[What you will do]: Below is a listing from which only part is wanted; return exactly the lines from the one with "windscreen using the picture above." up to and including the one with "stripe using the picture above.".

Source data START

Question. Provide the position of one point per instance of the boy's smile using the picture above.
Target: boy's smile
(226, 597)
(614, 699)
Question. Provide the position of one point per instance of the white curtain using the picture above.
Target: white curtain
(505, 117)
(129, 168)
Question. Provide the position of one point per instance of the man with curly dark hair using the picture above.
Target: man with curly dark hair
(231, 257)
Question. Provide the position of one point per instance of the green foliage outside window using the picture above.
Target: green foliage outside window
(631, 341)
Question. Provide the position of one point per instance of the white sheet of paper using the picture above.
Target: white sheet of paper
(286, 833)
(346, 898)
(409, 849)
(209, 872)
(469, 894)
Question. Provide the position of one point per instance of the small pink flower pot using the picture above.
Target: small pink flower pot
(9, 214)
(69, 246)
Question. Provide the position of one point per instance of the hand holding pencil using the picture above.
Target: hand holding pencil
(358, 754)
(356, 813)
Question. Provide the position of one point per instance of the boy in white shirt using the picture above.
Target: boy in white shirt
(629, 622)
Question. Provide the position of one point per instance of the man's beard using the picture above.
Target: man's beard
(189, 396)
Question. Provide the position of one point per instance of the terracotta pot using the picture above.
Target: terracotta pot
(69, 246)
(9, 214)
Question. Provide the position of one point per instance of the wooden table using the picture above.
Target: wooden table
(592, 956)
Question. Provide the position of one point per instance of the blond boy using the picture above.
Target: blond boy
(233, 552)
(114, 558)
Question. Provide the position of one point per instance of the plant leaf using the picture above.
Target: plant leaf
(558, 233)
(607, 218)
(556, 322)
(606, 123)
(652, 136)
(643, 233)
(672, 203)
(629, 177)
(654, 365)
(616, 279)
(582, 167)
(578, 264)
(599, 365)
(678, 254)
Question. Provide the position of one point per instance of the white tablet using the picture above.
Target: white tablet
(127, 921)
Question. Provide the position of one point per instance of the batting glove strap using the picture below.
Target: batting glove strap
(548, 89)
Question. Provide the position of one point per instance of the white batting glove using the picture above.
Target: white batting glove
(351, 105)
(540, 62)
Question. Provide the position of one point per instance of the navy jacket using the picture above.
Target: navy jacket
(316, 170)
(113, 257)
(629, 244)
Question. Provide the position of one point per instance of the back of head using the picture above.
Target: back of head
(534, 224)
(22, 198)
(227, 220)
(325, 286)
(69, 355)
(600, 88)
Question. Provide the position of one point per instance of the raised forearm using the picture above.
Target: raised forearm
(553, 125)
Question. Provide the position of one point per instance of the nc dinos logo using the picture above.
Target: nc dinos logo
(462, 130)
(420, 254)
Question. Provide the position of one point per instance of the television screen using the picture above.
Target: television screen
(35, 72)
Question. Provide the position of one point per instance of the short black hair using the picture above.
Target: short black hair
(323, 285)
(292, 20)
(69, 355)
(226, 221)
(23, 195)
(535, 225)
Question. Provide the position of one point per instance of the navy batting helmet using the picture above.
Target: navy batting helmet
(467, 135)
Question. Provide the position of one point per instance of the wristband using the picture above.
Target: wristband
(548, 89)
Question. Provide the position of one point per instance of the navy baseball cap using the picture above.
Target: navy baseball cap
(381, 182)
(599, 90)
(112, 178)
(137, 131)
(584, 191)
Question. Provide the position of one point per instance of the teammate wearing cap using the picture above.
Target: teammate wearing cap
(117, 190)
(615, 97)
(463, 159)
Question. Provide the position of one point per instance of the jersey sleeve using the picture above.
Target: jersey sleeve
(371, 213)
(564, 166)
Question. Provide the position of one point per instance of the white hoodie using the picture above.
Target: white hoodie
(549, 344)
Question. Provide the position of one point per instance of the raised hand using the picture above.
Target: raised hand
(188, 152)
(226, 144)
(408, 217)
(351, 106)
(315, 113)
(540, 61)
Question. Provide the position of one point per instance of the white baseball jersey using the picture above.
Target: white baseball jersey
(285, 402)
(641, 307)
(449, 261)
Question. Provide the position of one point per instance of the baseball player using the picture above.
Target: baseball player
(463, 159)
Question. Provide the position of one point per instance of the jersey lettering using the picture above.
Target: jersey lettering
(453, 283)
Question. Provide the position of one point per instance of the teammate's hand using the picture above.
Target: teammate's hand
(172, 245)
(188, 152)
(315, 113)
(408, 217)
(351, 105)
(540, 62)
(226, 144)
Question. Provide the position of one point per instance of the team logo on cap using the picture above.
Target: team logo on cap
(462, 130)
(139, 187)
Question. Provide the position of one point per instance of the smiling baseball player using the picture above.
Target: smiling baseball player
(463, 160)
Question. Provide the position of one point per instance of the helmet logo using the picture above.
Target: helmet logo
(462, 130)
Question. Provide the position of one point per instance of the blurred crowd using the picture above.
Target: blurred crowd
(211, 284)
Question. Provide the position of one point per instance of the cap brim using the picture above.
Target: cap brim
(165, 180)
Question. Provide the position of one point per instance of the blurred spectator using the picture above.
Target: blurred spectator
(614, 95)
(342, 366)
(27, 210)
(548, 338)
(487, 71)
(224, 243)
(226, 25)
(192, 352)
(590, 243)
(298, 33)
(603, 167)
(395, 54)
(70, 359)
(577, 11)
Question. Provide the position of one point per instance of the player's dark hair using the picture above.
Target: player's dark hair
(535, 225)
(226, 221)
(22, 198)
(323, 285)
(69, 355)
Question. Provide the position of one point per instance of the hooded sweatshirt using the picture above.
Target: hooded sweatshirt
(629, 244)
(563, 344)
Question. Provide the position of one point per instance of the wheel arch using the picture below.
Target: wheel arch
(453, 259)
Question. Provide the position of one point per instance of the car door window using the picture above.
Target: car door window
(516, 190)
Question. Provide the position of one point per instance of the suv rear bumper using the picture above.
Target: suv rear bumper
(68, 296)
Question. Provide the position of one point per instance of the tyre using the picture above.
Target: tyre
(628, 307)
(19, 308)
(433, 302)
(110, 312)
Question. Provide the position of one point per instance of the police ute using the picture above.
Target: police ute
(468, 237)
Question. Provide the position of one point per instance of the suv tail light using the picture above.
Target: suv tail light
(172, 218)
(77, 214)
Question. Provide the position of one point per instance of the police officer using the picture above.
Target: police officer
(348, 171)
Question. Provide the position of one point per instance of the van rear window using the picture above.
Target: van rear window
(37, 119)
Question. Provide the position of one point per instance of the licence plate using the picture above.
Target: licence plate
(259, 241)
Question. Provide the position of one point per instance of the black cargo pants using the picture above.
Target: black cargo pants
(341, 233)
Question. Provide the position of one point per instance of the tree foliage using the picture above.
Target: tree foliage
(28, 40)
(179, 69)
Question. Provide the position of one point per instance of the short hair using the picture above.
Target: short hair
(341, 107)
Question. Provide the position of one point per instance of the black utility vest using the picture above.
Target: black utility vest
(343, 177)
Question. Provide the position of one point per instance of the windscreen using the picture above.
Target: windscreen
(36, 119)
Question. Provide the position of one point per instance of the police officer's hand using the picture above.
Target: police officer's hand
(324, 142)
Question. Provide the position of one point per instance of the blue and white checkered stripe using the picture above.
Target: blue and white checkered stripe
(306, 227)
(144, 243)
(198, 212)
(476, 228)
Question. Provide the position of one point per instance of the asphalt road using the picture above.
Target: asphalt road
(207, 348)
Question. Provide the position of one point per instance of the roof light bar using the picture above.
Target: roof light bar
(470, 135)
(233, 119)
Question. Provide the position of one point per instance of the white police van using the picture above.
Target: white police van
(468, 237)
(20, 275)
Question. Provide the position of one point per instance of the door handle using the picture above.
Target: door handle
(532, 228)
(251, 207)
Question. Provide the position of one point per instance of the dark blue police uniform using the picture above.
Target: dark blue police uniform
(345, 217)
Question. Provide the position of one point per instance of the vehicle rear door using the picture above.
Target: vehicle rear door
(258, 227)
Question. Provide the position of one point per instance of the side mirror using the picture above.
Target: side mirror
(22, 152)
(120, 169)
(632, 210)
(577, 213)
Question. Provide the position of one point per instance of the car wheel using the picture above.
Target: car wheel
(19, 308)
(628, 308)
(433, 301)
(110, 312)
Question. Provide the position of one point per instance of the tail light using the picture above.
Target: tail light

Source data END

[Exercise solution]:
Question. Provide the position of one point per instance of the windscreen using the picture above.
Target: windscreen
(36, 119)
Question. Provide the position of one point per instance of the police officer's hand using the picture above.
Target: police officer's hand
(324, 142)
Question. Provide the position of one point per instance of the blue and white checkered stripe using the picture above.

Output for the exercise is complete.